Data supplied
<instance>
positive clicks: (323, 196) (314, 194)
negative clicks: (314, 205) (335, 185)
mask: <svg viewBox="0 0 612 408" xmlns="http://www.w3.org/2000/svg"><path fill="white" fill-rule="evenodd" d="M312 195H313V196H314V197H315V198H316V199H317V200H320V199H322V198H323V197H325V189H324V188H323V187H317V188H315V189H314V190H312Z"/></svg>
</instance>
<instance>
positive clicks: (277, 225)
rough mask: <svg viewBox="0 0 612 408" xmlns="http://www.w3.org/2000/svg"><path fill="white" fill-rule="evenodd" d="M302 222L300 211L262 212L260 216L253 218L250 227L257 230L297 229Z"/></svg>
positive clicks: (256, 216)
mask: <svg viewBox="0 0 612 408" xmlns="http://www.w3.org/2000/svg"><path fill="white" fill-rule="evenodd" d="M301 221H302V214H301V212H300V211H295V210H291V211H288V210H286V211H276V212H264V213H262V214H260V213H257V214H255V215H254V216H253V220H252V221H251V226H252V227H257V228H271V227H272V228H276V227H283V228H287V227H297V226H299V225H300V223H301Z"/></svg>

==

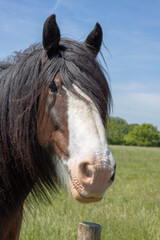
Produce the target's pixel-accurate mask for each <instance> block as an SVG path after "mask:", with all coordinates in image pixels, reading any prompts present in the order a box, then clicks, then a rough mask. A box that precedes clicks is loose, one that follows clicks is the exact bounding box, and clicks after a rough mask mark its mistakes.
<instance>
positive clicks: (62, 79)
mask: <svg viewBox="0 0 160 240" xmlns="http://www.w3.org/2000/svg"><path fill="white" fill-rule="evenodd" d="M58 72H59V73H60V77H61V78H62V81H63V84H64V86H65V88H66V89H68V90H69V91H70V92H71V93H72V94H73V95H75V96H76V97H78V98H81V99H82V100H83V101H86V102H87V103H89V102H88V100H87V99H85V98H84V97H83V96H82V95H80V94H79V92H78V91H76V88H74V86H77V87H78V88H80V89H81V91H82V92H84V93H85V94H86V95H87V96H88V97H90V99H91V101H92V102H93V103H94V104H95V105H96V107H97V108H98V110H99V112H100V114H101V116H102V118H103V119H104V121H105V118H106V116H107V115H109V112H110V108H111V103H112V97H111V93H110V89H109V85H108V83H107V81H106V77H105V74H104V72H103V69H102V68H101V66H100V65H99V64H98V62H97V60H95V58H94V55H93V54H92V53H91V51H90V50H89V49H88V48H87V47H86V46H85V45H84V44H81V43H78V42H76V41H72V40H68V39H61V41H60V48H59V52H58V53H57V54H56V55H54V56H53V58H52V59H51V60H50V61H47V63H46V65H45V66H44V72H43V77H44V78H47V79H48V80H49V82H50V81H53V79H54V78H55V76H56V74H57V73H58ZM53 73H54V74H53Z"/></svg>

Exercise goal
Scan the material above. Extract every line in which the word "rough" occurs.

Task response
rough mask: <svg viewBox="0 0 612 408" xmlns="http://www.w3.org/2000/svg"><path fill="white" fill-rule="evenodd" d="M302 222L300 211L262 212L260 216L253 218L250 227L257 230L297 229Z"/></svg>
Produce the target's pixel-accurate mask for each <instance> block as an SVG path after "mask:", with all coordinates in image pixels, reading any prompts present in the order a box, then clicks, then a rough mask. A box that precedes clicks is loose, one that follows clicks is the exact bounding box, and clicks after a rough mask mark its mistakes.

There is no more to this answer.